Begin at the line that contains "of the striped" and stop after the line that contains "(1119, 765)", writing out every line in between, wording lines included. Offset each number in the coordinates by adding 104, and copy all other lines unchanged.
───── SOURCE MATERIAL ─────
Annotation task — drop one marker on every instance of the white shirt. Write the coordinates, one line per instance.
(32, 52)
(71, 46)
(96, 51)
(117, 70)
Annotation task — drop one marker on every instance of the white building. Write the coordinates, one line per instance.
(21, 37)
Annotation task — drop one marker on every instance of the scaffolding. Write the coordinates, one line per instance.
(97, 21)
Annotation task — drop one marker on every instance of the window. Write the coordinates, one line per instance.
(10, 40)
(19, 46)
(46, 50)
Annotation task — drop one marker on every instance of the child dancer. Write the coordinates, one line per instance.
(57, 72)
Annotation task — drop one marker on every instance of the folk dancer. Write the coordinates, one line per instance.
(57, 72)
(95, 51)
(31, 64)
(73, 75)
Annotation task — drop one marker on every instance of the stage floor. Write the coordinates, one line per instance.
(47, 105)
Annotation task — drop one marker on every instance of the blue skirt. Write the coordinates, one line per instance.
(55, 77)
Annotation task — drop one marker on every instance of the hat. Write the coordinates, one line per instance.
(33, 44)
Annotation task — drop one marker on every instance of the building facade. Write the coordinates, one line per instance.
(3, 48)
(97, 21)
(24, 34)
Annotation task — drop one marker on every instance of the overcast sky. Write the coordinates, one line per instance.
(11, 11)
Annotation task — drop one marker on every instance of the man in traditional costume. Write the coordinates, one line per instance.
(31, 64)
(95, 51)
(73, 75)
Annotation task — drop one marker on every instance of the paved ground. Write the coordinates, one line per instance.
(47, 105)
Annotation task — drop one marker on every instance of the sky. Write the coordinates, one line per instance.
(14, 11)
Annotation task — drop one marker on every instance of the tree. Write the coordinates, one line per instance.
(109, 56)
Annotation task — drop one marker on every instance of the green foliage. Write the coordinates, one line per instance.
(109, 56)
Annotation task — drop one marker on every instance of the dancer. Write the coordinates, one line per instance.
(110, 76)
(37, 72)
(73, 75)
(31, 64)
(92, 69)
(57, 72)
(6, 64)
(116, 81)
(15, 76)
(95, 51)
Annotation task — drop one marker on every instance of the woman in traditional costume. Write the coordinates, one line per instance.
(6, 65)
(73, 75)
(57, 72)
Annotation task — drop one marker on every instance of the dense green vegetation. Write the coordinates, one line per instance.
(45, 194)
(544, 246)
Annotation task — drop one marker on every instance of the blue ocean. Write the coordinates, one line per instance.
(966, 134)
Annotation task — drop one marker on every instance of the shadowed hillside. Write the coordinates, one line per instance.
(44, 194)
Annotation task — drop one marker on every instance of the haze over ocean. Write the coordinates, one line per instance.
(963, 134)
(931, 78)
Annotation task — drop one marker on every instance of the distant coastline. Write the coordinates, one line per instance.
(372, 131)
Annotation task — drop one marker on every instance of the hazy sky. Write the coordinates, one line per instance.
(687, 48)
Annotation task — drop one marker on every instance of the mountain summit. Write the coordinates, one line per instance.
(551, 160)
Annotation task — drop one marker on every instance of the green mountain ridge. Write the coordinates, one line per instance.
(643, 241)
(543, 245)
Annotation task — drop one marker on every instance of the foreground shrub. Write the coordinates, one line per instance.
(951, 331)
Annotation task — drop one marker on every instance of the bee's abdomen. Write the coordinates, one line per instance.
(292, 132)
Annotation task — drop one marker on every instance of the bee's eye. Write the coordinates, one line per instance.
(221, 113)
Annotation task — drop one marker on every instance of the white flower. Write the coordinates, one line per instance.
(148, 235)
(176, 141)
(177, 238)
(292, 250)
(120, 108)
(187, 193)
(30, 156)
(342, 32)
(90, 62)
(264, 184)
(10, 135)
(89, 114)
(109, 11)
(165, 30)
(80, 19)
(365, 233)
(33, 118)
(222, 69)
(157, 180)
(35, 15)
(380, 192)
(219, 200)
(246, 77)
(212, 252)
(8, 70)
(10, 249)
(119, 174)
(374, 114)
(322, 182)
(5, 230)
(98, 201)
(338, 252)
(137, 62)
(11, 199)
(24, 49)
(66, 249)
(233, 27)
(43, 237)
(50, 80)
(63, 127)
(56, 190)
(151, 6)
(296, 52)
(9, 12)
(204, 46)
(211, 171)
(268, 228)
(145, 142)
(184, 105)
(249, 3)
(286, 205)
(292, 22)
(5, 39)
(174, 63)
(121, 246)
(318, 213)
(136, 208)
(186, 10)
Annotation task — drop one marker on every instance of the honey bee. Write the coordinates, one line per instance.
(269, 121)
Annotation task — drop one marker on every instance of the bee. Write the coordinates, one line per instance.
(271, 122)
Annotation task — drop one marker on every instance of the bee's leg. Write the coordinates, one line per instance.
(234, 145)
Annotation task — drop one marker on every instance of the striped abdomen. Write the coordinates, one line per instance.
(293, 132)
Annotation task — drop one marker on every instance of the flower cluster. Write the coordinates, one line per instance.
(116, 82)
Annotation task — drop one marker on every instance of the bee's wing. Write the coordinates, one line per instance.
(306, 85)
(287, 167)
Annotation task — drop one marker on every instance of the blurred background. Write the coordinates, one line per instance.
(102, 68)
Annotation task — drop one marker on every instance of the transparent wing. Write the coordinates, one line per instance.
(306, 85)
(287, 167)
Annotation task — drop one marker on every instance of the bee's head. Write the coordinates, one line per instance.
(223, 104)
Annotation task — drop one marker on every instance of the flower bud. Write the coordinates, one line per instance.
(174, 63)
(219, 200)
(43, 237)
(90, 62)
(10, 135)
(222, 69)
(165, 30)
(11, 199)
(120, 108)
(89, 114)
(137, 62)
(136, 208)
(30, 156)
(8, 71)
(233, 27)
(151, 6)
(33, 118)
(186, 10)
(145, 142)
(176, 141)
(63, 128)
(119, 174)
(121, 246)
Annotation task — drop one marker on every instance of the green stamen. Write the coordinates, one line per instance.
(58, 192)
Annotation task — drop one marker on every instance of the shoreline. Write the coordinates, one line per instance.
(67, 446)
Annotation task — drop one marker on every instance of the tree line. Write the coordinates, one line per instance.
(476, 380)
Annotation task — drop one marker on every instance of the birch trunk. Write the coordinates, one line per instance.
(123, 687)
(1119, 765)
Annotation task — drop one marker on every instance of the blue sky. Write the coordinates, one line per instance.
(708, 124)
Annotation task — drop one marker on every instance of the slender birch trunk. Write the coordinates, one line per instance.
─────
ANSWER:
Annotation task — drop one marker on every instance of the striped abdomen. Write the coordinates, one line per instance.
(397, 236)
Annotation task — drop one marker on every instance of the flower cluster. Write the coordinates, one line per instance.
(220, 186)
Annotation task — drop one marker on every instance of the bee's wing. Write the coordinates, one line per instance.
(410, 189)
(391, 271)
Annotation task — drop one marker on every instance of the blurred background. Write the coordinates, one line per instance.
(206, 172)
Annotation task — drop one marker on every instance of the transparent wing. Write the coordinates, one line per instance.
(410, 189)
(391, 271)
Annotation task — drop one marker on every instance of the bee's head. Write the coordinates, one line per instance.
(327, 208)
Annotation task — drop one marker on every instance of the flower bud. Write the coordinates, one line per instance.
(278, 167)
(323, 304)
(147, 341)
(194, 166)
(114, 239)
(326, 173)
(269, 134)
(115, 303)
(224, 212)
(193, 218)
(241, 166)
(240, 312)
(134, 260)
(112, 175)
(337, 131)
(255, 110)
(137, 222)
(290, 114)
(249, 246)
(280, 245)
(167, 232)
(223, 278)
(225, 350)
Annotation task — drop one marker on every instance of the green stamen. Write the coordinates, one line per instance.
(162, 296)
Annotation task — drop one marker on every instance of the shoreline. Write the coordinates, one line per instance.
(171, 550)
Annotation task — drop one marker on every instance of the tree line. Write the coordinates, one line per instance.
(580, 484)
Annotation task — drop one marker on every instance of the birch trunk. Write the coordinates, one line per instance.
(227, 791)
(1223, 869)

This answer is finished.